#### PAGE EXTRACT:
- - - - -
ExAnte: A Benchmark for Ex-Ante Inference in Large Language Models
Yachuan Liu, Xiaochun Wei, Lin Shi, Xinnuo Li, Bohan Zhang, Paramveer Dhillon, Qiaozhu Mei
TL;DR
ExAnte defines and benchmarks ex-ante inference for LLMs, focusing on preventing leakage of post-cutoff knowledge. It introduces four datasets (Stock, QA, Wikipedia, Publication) and a leakage rate metric to quantify adherence to pre-cutoff information, alongside a task-specific quality measure. Across multiple models and prompting strategies, results show persistent temporal leakage, with variability by task and a strong influence from cutoff gaps and memorization. The work provides a structured framework and dataset for advancing temporal reasoning in time-sensitive applications and highlights the need for architectural and training innovations beyond prompting. The benchmark thus establishes a baseline and motivates future methods to improve reliability in ex-ante LLM reasoning.
- - - - -
[Data records]

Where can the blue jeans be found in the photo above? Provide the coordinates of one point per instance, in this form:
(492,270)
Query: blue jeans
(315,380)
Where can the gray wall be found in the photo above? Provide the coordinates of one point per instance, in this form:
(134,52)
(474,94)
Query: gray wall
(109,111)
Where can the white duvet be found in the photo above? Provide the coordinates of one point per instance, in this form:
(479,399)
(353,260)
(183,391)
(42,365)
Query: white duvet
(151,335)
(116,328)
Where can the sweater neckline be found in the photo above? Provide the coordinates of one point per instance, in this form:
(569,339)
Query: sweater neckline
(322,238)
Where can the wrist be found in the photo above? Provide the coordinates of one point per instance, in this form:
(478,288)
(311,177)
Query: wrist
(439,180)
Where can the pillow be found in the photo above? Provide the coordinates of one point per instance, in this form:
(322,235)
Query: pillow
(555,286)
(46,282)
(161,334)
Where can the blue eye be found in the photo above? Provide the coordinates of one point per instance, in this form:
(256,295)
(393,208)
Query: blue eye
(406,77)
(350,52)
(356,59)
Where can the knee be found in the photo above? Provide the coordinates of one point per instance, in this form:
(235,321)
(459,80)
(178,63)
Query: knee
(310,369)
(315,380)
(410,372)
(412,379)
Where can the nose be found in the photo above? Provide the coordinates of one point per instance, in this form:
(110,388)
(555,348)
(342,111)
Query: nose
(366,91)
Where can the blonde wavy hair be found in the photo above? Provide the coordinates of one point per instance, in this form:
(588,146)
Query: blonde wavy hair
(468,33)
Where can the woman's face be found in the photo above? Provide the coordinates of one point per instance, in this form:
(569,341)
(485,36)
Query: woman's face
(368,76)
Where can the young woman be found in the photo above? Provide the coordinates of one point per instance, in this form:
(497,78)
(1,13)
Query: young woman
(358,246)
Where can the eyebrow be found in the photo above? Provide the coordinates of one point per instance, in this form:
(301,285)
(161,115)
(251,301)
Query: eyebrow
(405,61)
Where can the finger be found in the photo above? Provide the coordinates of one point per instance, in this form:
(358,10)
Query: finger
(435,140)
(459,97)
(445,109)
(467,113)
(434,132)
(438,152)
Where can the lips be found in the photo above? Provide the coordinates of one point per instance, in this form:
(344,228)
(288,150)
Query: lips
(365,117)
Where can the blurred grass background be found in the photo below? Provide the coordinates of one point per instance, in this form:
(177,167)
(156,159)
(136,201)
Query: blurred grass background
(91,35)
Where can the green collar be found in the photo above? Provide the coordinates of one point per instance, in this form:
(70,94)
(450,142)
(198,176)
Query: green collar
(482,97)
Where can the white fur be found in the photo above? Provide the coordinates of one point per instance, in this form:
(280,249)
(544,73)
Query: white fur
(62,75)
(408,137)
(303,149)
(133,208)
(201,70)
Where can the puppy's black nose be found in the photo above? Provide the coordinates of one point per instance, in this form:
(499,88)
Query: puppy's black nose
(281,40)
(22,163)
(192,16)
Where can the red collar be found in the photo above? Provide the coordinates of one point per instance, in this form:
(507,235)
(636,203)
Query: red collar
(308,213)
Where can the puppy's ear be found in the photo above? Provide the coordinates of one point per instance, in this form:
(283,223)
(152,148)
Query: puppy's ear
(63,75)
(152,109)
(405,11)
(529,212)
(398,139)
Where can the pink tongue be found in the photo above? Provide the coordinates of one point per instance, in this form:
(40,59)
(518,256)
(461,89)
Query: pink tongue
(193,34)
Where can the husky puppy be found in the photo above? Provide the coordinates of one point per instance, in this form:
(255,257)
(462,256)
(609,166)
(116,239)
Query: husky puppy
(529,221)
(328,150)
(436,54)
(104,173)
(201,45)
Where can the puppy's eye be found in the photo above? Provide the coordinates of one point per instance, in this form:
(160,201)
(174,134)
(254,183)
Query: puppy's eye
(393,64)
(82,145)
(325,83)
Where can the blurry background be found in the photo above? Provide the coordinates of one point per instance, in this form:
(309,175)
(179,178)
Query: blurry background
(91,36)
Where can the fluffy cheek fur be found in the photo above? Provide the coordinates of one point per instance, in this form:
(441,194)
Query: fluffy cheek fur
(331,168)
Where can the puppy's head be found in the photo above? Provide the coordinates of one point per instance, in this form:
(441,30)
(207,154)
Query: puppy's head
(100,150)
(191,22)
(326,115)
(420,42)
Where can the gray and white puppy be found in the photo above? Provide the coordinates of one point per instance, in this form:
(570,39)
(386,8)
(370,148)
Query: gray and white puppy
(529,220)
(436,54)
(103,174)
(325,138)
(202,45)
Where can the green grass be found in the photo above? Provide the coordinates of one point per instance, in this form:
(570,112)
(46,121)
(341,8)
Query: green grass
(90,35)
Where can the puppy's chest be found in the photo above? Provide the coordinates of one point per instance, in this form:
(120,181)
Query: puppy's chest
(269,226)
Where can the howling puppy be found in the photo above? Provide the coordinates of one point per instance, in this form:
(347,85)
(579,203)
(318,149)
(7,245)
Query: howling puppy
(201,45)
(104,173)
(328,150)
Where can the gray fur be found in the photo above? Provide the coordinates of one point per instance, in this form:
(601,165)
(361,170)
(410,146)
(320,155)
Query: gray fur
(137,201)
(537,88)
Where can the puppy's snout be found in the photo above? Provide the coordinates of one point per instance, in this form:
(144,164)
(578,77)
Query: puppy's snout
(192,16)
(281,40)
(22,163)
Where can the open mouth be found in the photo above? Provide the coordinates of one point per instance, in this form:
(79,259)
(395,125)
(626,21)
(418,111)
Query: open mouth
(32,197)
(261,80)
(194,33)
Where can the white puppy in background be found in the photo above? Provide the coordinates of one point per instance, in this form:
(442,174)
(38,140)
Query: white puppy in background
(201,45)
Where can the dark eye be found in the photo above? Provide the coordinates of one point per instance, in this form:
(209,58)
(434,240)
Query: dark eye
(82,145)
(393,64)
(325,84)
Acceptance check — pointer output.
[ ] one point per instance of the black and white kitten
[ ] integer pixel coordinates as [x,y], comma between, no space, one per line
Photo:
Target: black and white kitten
- - - - -
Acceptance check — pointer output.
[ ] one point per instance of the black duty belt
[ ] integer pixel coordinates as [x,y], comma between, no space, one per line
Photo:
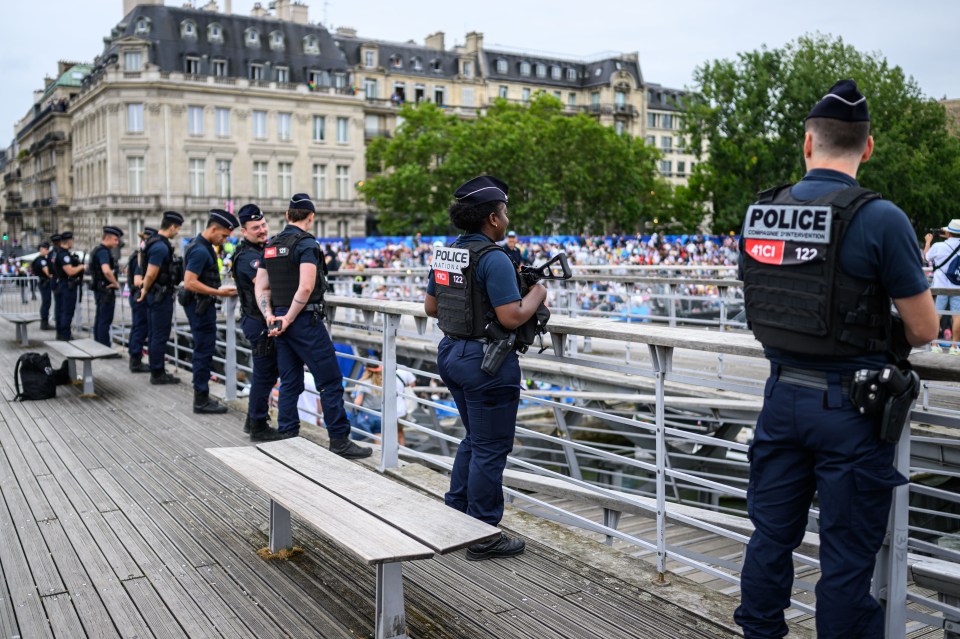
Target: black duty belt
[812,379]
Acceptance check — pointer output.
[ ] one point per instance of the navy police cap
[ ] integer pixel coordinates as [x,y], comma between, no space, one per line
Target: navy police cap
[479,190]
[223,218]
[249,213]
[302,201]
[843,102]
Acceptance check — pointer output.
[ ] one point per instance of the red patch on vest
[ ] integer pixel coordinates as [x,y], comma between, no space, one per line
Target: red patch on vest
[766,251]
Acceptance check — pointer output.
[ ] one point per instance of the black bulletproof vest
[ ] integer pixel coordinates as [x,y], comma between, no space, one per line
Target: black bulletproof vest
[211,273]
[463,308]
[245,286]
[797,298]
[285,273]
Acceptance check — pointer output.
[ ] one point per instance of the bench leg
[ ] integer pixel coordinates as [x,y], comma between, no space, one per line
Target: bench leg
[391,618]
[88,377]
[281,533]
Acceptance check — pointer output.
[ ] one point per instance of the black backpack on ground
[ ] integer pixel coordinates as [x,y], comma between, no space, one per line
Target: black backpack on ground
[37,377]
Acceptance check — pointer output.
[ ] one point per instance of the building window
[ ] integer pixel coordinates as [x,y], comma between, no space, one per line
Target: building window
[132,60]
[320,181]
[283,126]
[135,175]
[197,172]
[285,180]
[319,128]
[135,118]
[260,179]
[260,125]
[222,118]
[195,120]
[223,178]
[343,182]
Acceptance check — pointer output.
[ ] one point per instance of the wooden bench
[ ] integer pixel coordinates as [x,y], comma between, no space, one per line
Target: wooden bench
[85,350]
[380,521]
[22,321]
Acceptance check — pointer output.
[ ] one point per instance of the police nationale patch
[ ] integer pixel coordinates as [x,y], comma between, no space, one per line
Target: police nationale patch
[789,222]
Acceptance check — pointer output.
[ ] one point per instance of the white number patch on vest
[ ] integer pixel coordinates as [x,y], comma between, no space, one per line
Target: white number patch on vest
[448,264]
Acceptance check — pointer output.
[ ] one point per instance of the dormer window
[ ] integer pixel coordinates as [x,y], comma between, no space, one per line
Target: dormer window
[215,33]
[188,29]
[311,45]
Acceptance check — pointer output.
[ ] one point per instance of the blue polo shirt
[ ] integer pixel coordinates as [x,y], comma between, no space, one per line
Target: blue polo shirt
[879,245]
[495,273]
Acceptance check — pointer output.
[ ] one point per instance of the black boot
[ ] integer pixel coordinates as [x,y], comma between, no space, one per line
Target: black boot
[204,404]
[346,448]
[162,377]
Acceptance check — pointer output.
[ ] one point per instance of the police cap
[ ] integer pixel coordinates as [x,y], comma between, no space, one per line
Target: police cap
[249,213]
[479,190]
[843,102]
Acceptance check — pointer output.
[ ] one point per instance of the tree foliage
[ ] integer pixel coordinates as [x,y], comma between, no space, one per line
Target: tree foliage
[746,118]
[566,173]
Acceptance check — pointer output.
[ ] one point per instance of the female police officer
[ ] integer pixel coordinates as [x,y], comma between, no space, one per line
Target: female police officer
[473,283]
- - - - -
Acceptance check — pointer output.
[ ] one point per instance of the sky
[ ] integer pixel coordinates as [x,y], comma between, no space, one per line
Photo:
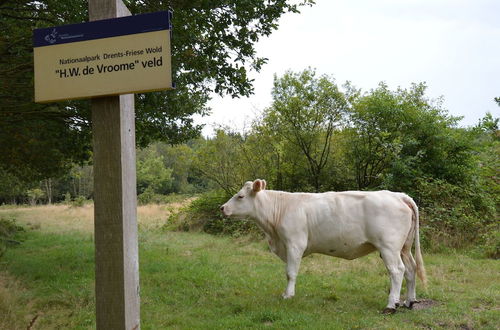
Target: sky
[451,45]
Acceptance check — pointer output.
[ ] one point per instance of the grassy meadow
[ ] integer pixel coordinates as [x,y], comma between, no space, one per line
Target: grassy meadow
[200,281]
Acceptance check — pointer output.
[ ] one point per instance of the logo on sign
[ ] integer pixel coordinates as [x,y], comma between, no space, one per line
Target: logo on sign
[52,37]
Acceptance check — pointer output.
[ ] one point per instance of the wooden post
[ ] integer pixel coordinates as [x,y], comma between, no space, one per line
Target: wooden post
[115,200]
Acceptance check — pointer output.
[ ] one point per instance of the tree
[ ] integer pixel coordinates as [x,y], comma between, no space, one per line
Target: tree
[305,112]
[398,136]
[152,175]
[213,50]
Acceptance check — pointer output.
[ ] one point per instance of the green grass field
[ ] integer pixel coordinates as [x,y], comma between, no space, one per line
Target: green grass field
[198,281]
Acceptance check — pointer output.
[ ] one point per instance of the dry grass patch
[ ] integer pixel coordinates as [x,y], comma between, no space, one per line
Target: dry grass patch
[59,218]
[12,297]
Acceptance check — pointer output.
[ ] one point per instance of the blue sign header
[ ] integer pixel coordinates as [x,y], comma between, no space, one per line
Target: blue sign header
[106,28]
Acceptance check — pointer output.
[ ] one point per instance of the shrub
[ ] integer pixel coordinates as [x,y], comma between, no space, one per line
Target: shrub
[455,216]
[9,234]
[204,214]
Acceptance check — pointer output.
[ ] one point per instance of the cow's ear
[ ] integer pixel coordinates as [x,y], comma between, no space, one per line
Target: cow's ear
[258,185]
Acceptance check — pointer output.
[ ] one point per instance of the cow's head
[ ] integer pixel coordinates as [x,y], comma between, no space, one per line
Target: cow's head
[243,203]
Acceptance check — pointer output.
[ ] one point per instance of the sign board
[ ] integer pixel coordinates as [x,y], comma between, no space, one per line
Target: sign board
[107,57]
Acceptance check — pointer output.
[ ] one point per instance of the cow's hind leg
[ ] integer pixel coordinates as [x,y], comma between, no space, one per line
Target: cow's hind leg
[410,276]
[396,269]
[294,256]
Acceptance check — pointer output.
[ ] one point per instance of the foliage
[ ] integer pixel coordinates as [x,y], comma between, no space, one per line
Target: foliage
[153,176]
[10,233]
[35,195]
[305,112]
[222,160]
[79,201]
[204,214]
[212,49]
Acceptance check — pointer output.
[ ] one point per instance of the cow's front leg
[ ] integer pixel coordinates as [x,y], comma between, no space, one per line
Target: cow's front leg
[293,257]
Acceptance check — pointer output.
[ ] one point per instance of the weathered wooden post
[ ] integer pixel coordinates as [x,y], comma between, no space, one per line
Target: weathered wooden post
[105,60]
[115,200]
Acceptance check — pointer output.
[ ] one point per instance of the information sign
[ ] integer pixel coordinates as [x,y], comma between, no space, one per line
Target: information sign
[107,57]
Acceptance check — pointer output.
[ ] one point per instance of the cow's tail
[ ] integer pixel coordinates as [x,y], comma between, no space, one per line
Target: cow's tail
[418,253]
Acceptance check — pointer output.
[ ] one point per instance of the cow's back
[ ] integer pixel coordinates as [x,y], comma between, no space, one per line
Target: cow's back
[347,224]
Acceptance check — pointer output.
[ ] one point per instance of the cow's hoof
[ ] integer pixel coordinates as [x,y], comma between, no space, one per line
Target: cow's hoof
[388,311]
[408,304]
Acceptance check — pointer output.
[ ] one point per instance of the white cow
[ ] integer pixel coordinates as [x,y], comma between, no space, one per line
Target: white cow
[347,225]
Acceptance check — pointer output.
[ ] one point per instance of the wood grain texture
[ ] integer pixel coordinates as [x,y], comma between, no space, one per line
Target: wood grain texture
- - - - -
#### REQUIREMENT 1:
Please explain in one to three sentences why the ExAnte summary says the benchmark includes a leakage rate metric.
#### REQUIREMENT 2:
Continue the ExAnte benchmark summary from its last sentence.
The items are separate material and have no connection to the summary.

#### TASK OUTPUT 1:
The leakage rate metric measures how closely a model's output stays within pre-cutoff information. It does this by quantifying leakage of knowledge from after the cutoff.

#### TASK OUTPUT 2:
Abstract
Large language models (LLMs) face significant challenges in ex-ante reasoning, where analysis, inference, or predictions must be made without access to information from future events. Even with explicit prompts enforcing temporal cutoffs, LLMs often generate outputs influenced by internalized knowledge of events beyond the specified cutoff. This paper introduces a novel task and benchmark designed to evaluate the ability of LLMs to reason while adhering to such temporal constraints. The benchmark includes a variety of tasks: stock prediction, Wikipedia event prediction, scientific publication prediction, and Question Answering (QA), designed to assess factual knowledge under temporal cutoff constraints. We use leakage rate to quantify models' reliance on future information beyond cutoff timestamps. Experimental results reveal that LLMs struggle to consistently adhere to temporal cutoffs across common prompting strategies and tasks, demonstrating persistent challenges in ex-ante reasoning. This benchmark provides a potential evaluation framework to advance the development of LLMs' temporal reasoning ability for time-sensitive applications.